• What you have to do:
Carry on the piece about Midsummer celebrations, picking up after its final sentence.

• Document text:
++++
Midsummer can best be summed up by this passage from John Stow’s A Survey of London from 1598:
‘…there were usually made bonfires in the streets, every man bestowing wood or labour towards them: the wealthier sort also before their doors near to the said bonfires, would set out tables on the Vigils [evenings before Saints Days] furnished with sweet bread, and good drink, and on the festival days [St John’s and St Peter and Paul’s Day] with meat and drinks plentifully, whereunto they would invite their neighbours and passengers also to sit, and be merry with them in great familiarity, praising God for his benefits bestowed on them. These were called bonfires as well of good amity amongst neighbours that, being before at controversy [strained relations] were there by the labour of others reconciled, and made of bitter enemies, loving friends, as also for the virtue that a great fire hath to purge the infection of the air. On the vigil of St John the Baptist and St Peter and Paul the Apostles, every man’s door being shadowed with green birch, long fennel, St John’s wort, orpin, white lilies and such like, garnished upon with garlands of beautiful flowers, had also lamps of glass, with oil burning in them all night, some hung out branches of iron curiously wrought, containing hundreds of lamps lit at once, which made goodly show.’
It’s a shame we don’t really celebrate Midsummer in the UK anymore. It would be the perfect summer celebration to punctuate the long gap between the spring festivals we still mark and those of autumn. We should take a leaf out of the Scandinavian book: they still celebrate wholeheartedly at Midsummer with special food such as strawberries, elderflower, salmon, dill potatoes, pickled herring and beetroot salads, dancing round a may pole decorated with flowers. Glad Midsommar!
++++
• Data for review:
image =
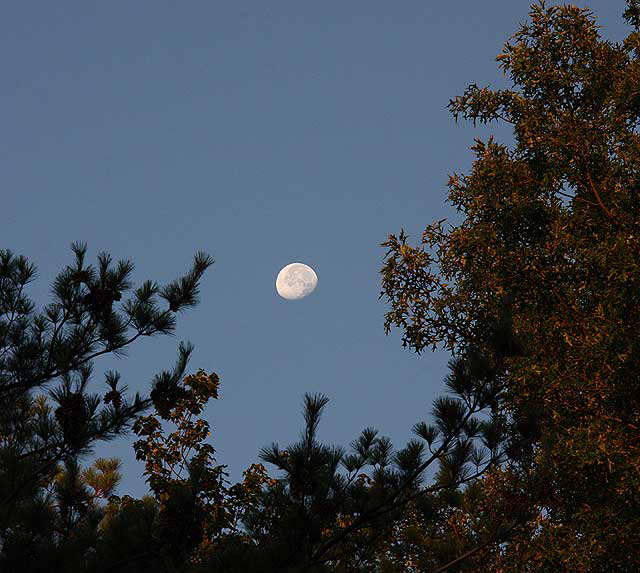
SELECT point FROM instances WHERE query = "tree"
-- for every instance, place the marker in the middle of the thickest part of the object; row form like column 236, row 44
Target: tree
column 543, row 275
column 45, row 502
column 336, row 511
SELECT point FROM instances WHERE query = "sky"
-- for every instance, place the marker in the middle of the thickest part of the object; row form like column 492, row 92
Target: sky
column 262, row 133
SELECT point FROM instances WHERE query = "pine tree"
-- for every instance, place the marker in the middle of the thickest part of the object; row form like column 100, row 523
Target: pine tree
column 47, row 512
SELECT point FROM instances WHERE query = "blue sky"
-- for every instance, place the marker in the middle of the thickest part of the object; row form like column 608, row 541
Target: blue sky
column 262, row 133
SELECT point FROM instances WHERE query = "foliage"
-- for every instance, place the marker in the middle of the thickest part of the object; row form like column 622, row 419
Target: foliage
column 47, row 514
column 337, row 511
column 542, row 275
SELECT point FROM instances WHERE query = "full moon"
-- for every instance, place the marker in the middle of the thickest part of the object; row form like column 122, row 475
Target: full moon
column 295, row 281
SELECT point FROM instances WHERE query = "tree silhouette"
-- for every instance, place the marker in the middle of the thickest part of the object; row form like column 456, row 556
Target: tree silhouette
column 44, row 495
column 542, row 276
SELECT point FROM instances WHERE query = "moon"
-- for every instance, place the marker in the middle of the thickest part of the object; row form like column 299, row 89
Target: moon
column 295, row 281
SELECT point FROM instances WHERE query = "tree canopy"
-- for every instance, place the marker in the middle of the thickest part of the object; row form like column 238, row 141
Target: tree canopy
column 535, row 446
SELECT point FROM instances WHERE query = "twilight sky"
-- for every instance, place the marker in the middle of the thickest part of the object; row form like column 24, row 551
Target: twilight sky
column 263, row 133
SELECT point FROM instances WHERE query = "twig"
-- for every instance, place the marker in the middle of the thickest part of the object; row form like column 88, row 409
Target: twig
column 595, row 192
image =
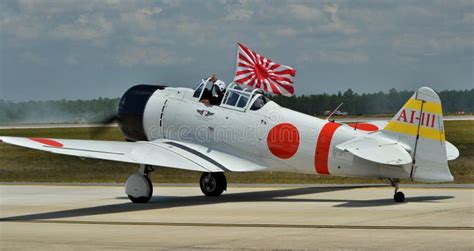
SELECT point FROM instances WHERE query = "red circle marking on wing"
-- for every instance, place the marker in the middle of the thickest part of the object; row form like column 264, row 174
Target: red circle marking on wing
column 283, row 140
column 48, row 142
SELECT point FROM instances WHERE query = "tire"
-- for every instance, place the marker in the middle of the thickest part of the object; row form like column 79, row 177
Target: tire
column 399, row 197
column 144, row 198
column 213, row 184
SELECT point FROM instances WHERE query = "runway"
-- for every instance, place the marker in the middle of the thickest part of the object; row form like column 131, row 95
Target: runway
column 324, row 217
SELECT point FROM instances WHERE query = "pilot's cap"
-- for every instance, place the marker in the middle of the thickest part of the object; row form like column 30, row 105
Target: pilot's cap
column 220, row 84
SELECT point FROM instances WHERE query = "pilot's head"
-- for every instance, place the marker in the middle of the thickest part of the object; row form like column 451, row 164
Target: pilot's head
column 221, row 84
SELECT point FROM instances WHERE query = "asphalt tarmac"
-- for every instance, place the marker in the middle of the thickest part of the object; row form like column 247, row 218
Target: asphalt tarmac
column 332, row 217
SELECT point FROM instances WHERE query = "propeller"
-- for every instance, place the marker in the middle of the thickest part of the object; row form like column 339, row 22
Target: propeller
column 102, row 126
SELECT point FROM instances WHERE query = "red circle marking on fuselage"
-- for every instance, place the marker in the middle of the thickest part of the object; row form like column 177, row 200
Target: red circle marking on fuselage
++++
• Result for this exercise:
Lot of information here is taken from Ronald Hutton’s wonderful book The Stations of the Cross: A History of the Ritual Year in Britain. It has been the basis for lots of my knowledge on seasonal festivities during the early modern period and is well worth a read.
Another book which has informed this piece in its ability to make clear the rhythms of the year when it came to food is Elinor Fettiplace’s Receipt Book by Hilary Spurling. Spurling uses the receipt book from the first half of the 17th century to detail Elinor’s life and gives contextual information to the recipes, structuring them according to the ebbs and flows of the annual cycle. She also gives tried and tested translations of Elinor’s recipes (which I have enjoyed following). There are lots of recipes on candying, crystallising, preserving, and pickling.